— begin DATA SHOWN —

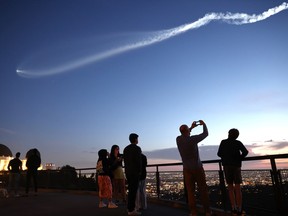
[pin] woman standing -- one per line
(118, 180)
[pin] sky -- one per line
(79, 76)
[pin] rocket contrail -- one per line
(230, 18)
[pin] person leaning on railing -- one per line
(232, 152)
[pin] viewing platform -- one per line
(70, 191)
(74, 203)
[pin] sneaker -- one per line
(112, 205)
(134, 213)
(102, 205)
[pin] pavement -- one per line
(68, 203)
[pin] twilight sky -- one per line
(77, 76)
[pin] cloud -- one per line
(6, 131)
(153, 38)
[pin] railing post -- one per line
(80, 180)
(277, 185)
(158, 182)
(222, 188)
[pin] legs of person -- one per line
(203, 189)
(238, 196)
(190, 188)
(132, 192)
(231, 193)
(17, 179)
(142, 190)
(35, 180)
(122, 189)
(28, 179)
(11, 181)
(101, 191)
(137, 200)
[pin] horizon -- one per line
(96, 71)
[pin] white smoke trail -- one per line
(235, 19)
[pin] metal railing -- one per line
(275, 185)
(276, 188)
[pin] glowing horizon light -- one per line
(155, 37)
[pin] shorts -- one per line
(118, 173)
(233, 174)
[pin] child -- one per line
(104, 181)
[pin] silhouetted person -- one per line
(132, 162)
(118, 179)
(231, 152)
(33, 163)
(104, 180)
(193, 170)
(141, 199)
(15, 168)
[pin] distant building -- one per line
(50, 166)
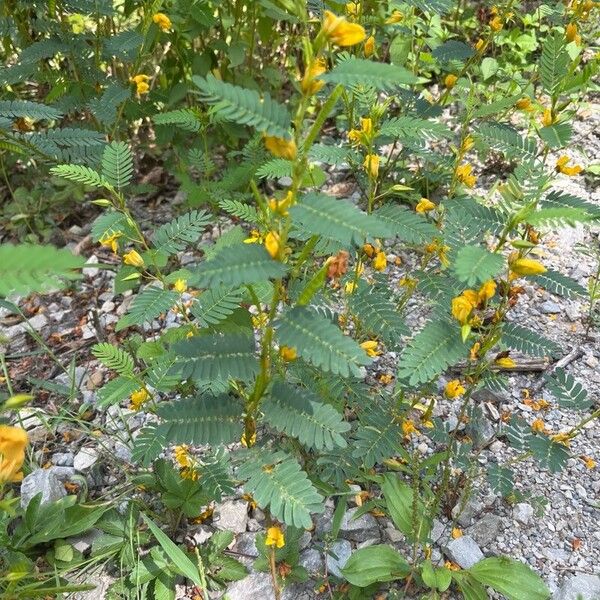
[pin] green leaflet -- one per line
(237, 265)
(474, 265)
(300, 414)
(336, 219)
(25, 269)
(277, 482)
(569, 392)
(243, 106)
(320, 342)
(216, 358)
(179, 233)
(358, 71)
(430, 352)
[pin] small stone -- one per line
(550, 307)
(342, 550)
(466, 514)
(85, 459)
(358, 529)
(231, 516)
(464, 551)
(38, 322)
(579, 587)
(202, 534)
(256, 585)
(523, 513)
(245, 543)
(84, 542)
(62, 459)
(486, 529)
(41, 481)
(91, 271)
(312, 561)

— end DATA SHOWN —

### TO BE DONE
Will you set down the records word for word while leaving out every picture?

### THE ANSWER
[pin] woman standing -- one per line
(118, 180)
[pin] sky -- one per line
(79, 76)
[pin] rocket contrail -- one per line
(230, 18)
[pin] person leaning on railing -- one per line
(232, 152)
[pin] viewing platform -- one per line
(70, 191)
(74, 203)
[pin] sneaker -- one per line
(112, 205)
(134, 213)
(102, 205)
[pin] pavement -- one per line
(68, 203)
[pin] twilight sky -- one per line
(77, 76)
[pin] cloud -- one per line
(6, 131)
(153, 38)
[pin] railing post -- one per line
(80, 180)
(277, 185)
(158, 182)
(222, 188)
[pin] legs of person -- one per line
(203, 189)
(238, 196)
(190, 188)
(132, 192)
(231, 193)
(17, 179)
(142, 190)
(35, 180)
(122, 189)
(28, 179)
(11, 181)
(101, 191)
(137, 200)
[pin] horizon -- one per line
(96, 71)
[pin] white smoke trail -- one per line
(235, 19)
[pin] metal railing -- one per line
(275, 185)
(276, 188)
[pin] glowing horizon light -- one per line
(155, 37)
[pin] shorts -- one per line
(118, 173)
(233, 174)
[pin] child -- one per line
(104, 181)
[pin] silhouetted person -- one per line
(132, 162)
(118, 179)
(231, 152)
(33, 163)
(104, 180)
(193, 170)
(141, 199)
(15, 168)
[pin] distant building -- one per line
(50, 166)
[pin] green leaflet -- one per line
(237, 265)
(474, 265)
(300, 414)
(336, 219)
(25, 269)
(277, 482)
(569, 392)
(243, 106)
(320, 342)
(216, 358)
(179, 233)
(358, 71)
(430, 352)
[pin] small stone -- one per line
(550, 307)
(342, 550)
(466, 514)
(85, 459)
(358, 529)
(231, 516)
(464, 551)
(38, 322)
(579, 587)
(202, 534)
(256, 585)
(523, 513)
(245, 543)
(84, 542)
(62, 459)
(486, 529)
(41, 481)
(91, 271)
(312, 561)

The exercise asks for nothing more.